Instructions to follow: Select all lines holding the word "strawberry" from the entries that follow.

[Dataset entries]

[Start of Attachment]

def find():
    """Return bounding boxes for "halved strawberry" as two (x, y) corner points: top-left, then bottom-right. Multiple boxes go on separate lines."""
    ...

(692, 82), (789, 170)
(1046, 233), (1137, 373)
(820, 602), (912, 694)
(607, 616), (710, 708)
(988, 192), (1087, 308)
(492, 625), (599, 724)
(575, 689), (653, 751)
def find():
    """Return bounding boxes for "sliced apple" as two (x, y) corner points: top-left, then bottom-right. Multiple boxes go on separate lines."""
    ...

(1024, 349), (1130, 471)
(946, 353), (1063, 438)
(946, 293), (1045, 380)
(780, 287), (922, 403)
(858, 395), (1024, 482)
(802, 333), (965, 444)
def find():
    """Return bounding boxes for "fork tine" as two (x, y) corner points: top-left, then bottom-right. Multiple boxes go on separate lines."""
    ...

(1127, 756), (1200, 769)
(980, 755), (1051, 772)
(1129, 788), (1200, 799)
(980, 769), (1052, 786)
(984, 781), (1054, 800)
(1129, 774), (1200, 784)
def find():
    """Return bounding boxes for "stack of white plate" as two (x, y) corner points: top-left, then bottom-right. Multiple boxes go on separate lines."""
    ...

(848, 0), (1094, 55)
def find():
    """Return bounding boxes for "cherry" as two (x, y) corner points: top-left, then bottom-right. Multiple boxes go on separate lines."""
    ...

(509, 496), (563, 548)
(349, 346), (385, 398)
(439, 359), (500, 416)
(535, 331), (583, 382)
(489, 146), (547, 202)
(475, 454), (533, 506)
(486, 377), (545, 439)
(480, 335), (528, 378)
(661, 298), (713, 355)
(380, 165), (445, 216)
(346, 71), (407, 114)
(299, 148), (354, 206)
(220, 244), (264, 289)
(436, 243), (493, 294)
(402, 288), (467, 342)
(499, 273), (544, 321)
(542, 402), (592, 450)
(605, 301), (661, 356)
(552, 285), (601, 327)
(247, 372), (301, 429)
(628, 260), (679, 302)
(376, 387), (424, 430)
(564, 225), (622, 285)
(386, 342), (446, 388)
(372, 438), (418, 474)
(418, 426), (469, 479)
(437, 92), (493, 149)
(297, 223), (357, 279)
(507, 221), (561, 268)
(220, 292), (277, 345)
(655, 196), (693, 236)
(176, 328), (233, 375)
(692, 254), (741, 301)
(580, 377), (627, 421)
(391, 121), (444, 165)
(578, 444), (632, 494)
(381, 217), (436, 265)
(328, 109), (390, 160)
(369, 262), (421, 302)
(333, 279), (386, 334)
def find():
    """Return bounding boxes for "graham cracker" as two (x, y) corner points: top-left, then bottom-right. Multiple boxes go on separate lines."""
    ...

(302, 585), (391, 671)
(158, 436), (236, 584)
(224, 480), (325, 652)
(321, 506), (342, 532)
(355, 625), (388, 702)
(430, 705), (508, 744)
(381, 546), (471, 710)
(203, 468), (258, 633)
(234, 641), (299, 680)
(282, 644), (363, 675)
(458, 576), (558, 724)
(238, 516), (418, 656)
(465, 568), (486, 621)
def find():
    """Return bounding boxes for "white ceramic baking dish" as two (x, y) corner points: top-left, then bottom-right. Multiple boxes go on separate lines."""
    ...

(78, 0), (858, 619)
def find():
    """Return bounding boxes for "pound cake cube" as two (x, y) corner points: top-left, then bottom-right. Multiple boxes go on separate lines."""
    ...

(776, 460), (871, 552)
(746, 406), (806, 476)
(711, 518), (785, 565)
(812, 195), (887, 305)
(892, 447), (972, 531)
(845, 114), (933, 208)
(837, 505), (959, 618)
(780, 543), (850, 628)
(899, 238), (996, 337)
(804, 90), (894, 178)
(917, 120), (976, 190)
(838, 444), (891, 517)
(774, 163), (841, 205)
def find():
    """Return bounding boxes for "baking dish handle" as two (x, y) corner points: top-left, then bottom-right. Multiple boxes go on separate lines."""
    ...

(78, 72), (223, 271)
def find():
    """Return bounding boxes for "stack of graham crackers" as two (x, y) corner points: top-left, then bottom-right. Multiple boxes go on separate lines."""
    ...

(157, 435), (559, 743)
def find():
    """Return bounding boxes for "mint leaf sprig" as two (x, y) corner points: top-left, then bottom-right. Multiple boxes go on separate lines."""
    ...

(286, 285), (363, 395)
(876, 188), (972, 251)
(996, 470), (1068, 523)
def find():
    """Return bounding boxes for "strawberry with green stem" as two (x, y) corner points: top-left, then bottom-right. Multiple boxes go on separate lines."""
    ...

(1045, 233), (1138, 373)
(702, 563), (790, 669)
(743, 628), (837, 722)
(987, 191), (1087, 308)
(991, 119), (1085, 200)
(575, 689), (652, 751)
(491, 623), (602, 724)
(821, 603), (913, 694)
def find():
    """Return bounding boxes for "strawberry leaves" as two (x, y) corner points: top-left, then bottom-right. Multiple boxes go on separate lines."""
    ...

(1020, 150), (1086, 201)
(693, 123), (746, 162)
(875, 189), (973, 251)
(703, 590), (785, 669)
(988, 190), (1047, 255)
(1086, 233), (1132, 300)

[End of Attachment]

Problem solution:
    """Return bounding boxes for "halved strawberry" as two (x, y) corner points: top-left, then bottom-right. Multiple boxes go on separate lines."""
    """Return bounding boxes for "strawberry with green stem" as two (x, y) corner points: top-left, then bottom-right. Multiple boxes go on separate lines."""
    """Return bounding boxes for "strawberry leaves" as two (x, y) corner points: top-left, then bottom-right. Multiple boxes go on separate lines."""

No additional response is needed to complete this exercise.